§ **Consigne 1**:
Répondez à ces questions d'après la critique du « Dragon » :
(a) Qui signe la mise en scène de la pièce présentée au TNP ?
(b) Combien de têtes le dragon a-t-il ?
(c) Qui devient un petit dictateur corrompu une fois le héros mis hors course ?

§ **Texte source**:
« Le Dragon », Evgueni Schwartz, Thomas Jolly, Théâtre National Populaire, Villeurbanne

Le-dragon-Evgueni Schwartz © Nicolas-Joubart

Tout feu tout flammes

Trina Mounier
Les Trois Coups

Un mois après un vaudeville soviétique magistral, le TNP propose à notre sagacité son petit frère, « Le Dragon », un conte noir et tout aussi politique de Evgueni Schwartz, signé, cette fois, de Thomas Jolly, autre maître des plateaux.

Ce Dragon, en effet, est si vénéneux qu’il fut immédiatement interdit par les autorités soviétiques (et même hitlériennes) et détourna son auteur de poursuivre une œuvre si dangereuse pour lui. Et pourtant, Evgueni Schwartz est un authentique et merveilleux auteur de contes pour enfants qui, comme nous le savons depuis les Frères Grimm, ne se résument pas à des histoires gentillettes pour s’endormir tranquille. Ce serait même le contraire.

Un dragon à trois têtes fait régner la terreur sur un gros bourg au pied d’une montagne. Il réclame notamment son lot de jeunes filles que les villageois lui fournissent sans trop barguigner, tout heureux de s’en sortir à bon compte. Quand survient un preux chevalier surnommé Lancelot (cela ne s’invente pas !), bien décidé à en découdre, abattre la bête immonde et en débarrasser les habitants. Accueilli avec hostilité par les uns – les plus poltrons, les plus compromis –, avec scepticisme par les autres, il va se battre comme un lion avec les armes des contes : cape d’invisibilité et tapis volant fournis par d’opportuns appuis, dont un chat qui parle. Lancelot va vaincre le monstre, en faire tomber les trois têtes cruelles, au prix de graves blessures qui vont mettre en danger sa vie. Fin du conte… Ou presque !

© Nicolas Joubart

Car, avant un happy end digne d’un conte merveilleux, la mise hors course du héros laisse poindre la fable : le bourgmestre devient à son tour un petit dictateur corrompu auquel tous les villageois s’empressent de faire allégeance, plutôt rassurés de ne pas avoir à changer de comportement. Ils continuent donc ce qu’ils savent faire le mieux, obéir, s’aplatir et applaudir les puissants. Dans un pays où l’extrême droite bat des records d’audience, il y a là de quoi méditer et se retrousser les manches.

§ **Données fournies**:
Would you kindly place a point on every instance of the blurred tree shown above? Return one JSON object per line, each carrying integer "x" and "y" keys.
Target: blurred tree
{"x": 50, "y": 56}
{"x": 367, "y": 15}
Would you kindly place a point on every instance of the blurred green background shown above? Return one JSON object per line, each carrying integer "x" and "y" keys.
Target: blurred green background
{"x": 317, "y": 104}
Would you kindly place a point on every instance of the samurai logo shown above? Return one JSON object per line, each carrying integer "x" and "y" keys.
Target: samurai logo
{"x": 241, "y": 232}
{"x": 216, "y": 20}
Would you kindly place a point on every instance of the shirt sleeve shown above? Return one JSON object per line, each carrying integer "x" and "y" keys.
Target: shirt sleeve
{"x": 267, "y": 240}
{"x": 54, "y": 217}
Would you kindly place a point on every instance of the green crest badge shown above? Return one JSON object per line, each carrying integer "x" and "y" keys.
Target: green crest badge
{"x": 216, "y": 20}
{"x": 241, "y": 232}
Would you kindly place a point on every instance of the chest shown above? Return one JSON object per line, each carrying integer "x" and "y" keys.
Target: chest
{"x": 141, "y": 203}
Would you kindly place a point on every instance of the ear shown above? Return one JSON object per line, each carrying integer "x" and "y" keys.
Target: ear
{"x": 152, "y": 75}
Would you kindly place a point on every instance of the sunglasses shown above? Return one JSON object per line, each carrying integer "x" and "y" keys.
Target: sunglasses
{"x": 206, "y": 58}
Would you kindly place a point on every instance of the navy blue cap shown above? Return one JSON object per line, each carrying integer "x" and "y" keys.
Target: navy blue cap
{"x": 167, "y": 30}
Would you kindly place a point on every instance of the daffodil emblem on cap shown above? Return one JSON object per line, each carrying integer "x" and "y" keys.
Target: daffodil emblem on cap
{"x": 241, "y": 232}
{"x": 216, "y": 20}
* * *
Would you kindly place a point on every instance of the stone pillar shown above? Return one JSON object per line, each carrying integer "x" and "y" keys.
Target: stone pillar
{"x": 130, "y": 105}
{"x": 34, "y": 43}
--
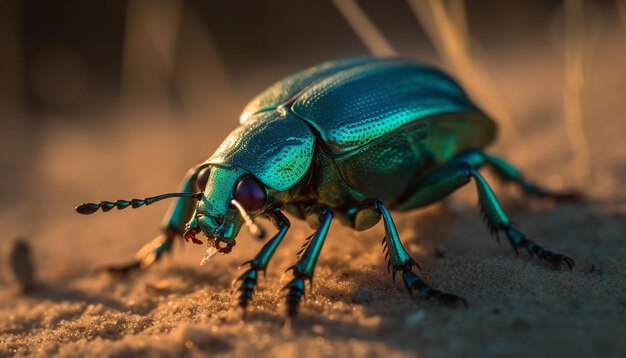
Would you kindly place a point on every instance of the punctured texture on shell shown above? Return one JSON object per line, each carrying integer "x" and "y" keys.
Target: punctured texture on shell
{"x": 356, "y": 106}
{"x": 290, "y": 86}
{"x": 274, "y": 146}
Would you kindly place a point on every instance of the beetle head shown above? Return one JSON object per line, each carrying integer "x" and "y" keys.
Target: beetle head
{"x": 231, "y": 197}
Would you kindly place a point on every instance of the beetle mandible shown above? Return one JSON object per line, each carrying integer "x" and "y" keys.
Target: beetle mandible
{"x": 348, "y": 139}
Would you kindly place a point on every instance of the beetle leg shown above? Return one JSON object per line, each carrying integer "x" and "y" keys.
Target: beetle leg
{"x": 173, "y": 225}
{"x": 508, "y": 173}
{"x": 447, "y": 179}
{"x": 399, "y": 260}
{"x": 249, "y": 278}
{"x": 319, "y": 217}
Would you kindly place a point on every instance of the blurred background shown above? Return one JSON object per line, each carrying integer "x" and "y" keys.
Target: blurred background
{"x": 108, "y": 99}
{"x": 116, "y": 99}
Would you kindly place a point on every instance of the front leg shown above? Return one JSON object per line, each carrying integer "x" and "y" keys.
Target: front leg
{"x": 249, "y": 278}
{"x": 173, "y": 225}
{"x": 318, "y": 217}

§ **Consigne 2**: Comptez les lignes des entrées ci-dessus qui contiennent la chaîne « samurai » en tenant compte de la casse. Donnez uniquement ce nombre.

§ **Réponse 1**:
(a) Thomas Jolly.
(b) Trois.
(c) Le bourgmestre.

§ **Réponse 2**: 2